Start Dataset records

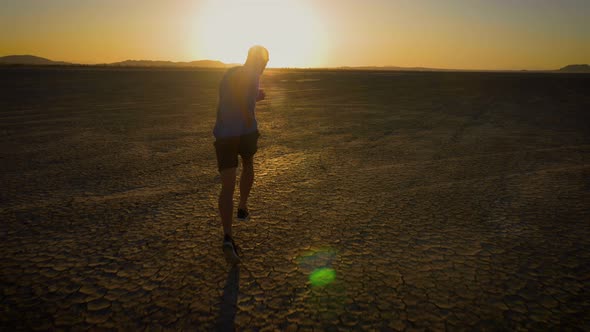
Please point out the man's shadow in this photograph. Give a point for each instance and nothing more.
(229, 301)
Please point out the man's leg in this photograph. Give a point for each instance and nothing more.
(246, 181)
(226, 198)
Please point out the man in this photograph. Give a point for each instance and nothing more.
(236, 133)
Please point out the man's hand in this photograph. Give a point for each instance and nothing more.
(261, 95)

End Dataset records
Start Dataset records

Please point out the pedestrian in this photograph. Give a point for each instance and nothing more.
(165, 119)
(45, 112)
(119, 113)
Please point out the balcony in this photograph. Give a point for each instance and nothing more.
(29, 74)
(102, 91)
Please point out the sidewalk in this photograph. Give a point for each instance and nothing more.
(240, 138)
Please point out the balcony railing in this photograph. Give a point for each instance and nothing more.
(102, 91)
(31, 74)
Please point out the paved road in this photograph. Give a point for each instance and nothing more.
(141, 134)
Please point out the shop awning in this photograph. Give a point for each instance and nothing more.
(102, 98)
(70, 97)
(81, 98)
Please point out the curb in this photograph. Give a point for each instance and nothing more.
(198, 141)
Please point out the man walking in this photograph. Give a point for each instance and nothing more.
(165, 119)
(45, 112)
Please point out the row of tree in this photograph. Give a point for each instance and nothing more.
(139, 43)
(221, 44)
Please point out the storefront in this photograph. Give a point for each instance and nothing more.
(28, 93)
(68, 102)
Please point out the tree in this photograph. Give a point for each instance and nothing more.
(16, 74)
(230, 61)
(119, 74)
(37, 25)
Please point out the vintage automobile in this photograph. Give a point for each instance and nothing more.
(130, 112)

End Dataset records
Start Dataset records

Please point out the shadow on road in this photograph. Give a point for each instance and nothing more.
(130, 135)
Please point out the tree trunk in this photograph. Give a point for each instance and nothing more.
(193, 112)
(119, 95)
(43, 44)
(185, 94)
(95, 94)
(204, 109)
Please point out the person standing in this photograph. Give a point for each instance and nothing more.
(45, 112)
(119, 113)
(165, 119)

End Dataset records

§ **Description of the task**
Count the lines above that contain the word "road", with case taken into account. Reply with the number alone.

§ **Exercise answer**
2